▶ [Consigne A] Dans l'extrait sur l'éthique selon Etienne Bimbenet, condensez sous forme de liste le paragraphe qui commence par « La norme universelle du vrai » en conservant ses faits principaux.
▶ [Consigne B] Relevez dans l'extrait sur l'éthique selon Etienne Bimbenet chaque segment qui commence par « c'est la vie ». Arrêtez chaque segment au premier signe de ponctuation qui le suit.
▶ [Consigne C] Poursuivez l'extrait sur l'éthique selon Etienne Bimbenet à partir de sa dernière phrase.

Cette sensibilité, qu'Etienne Bimbenet qualifie de « pathocentrisme », reste fermée sur elle-même, incapable d' « élargir » la morale à l'éthique. C'est la présence en l'homme de la raison qui lui permet de dépasser son expérience singulière et sensible vers un universel éthique. En effet, la morale forgée par la sensibilité, « c'est la vie se faisant à elle-même son propre droit […], c'est la première morale ou la prémorale, celle du soi attaché à lui-même » . Allons encore plus loin : « Le langage ou la règle c'est la vie se détachant d'elle-même dans une exigence transcendante ; c'est la vie faisant droit à des valeurs non instrumentales, c'est-à-dire à autre chose que soi : à ce qui, en sa vérité, est le même pour tous » .
La norme universelle du vrai est la seule à pouvoir décentrer le vivant humain de lui-même. Cette nouvelle anthropologie porte un nom : anthropologie d'un point de vue transcendantal. Elle est proche de l'anthropologie d'un point de vue pragmatique de Kant, mais s'en sépare sur la question de ce pathocentrisme. Kant écrit en effet : « Posséder le Je dans sa représentation : ce pouvoir élève l’homme infiniment au-dessus de tous les autres êtres vivants sur terre. Par-là, il est une personne ; et grâce à l’unité de la conscience dans tous les changements qui peuvent lui survenir, il est une seule et même personne, c’est-à-dire un être entièrement différent, par le rang et la dignité, de choses comme le sont les animaux sans raison, dont on peut disposer à sa guise » . A lire le texte de Kant, on voit bien où s'opère la rupture éthique : Kant en reste à une conscience engluée en elle-même, incapable de s'ouvrir à un ailleurs d'elle-même. L'instrumentalisation animale en découle. Au contraire, l'éthique que défend ici Etienne Bimbenet est une éthique de l'accueil.

▶ [Données fournies]
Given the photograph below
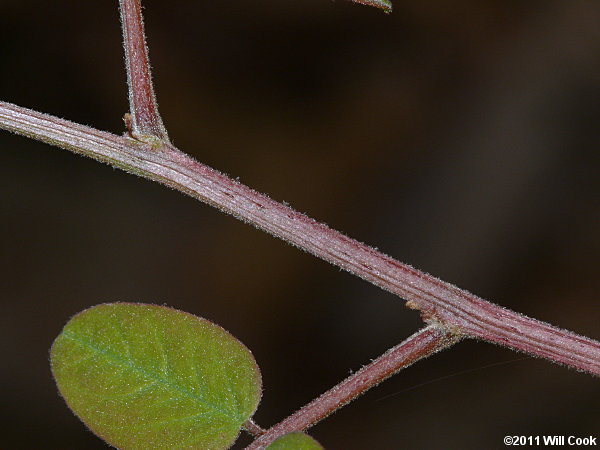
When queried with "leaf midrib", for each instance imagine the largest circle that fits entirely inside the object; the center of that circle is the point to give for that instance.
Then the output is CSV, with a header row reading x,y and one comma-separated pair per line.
x,y
126,363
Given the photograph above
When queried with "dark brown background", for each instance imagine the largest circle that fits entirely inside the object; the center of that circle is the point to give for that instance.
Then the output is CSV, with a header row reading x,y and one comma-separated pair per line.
x,y
459,136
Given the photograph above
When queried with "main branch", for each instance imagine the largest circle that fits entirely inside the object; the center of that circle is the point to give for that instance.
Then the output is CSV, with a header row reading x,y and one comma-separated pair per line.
x,y
424,343
459,311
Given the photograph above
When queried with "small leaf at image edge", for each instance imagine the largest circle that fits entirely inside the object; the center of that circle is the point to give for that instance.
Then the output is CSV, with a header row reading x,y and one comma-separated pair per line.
x,y
146,376
295,441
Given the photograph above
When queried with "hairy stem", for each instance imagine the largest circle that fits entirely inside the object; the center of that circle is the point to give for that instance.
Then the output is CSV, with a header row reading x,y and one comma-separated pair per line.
x,y
385,5
420,345
145,120
439,302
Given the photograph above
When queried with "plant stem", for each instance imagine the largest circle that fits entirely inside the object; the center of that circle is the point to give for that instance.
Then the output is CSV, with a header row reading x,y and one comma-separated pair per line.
x,y
420,345
459,311
385,5
251,427
145,119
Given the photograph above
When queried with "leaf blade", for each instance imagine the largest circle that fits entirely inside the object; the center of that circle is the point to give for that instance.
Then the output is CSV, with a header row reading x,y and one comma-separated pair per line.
x,y
147,376
295,441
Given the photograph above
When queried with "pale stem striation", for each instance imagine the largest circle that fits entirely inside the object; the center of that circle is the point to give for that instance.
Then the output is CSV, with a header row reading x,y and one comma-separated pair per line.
x,y
459,311
145,119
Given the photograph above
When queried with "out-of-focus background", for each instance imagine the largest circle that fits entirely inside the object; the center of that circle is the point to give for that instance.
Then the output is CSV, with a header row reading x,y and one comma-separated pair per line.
x,y
461,137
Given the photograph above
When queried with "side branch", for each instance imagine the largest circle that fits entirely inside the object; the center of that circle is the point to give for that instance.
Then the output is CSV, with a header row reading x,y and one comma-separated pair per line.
x,y
145,120
459,311
420,345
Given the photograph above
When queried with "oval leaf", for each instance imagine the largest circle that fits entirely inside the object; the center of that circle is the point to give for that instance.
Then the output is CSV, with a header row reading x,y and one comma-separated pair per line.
x,y
146,376
295,441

▶ [Réponse A]
- Seule la norme universelle du vrai peut décentrer le vivant humain de lui-même.
- Cette nouvelle anthropologie s'appelle anthropologie d'un point de vue transcendantal.
- Elle est proche de l'anthropologie d'un point de vue pragmatique de Kant, mais s'en sépare sur la question du pathocentrisme.
- Pour Kant, posséder le Je dans sa représentation élève l'homme au-dessus des autres vivants et fait de lui une personne. Cette personne est différente, par le rang et la dignité, des animaux sans raison, dont on peut disposer à sa guise.
- Kant en reste ainsi à une conscience engluée en elle-même, et l'instrumentalisation animale en découle.
- L'éthique défendue par Etienne Bimbenet est au contraire une éthique de l'accueil.

▶ [Réponse B]
1. c'est la vie se faisant à elle-même son propre droit
2. c'est la vie se détachant d'elle-même dans une exigence transcendante
3. c'est la vie faisant droit à des valeurs non instrumentales

▶ [Réponse C]
Cette pensée élargie et non close sur un dogmatisme se conçoit en somme comme une ouverture sur une subjectivité attachée à la vie vécue et non contemplée. Elle est ouverture sur la nécessité de créer sur un nouvel édifice du savoir, de nouvelles façons de parler. Il faut pour cela admettre que les habitudes sont longues, certes, à s'instaurer... Mais si le présent nous engage de toute évidence à accueillir une pensée renouvelée, elle ne pourra être qu’une philosophie ouverte à la recréation de ses concepts.
* Ce livre a obtenu le Prix des Rencontres philosophiques de Monaco en 2018.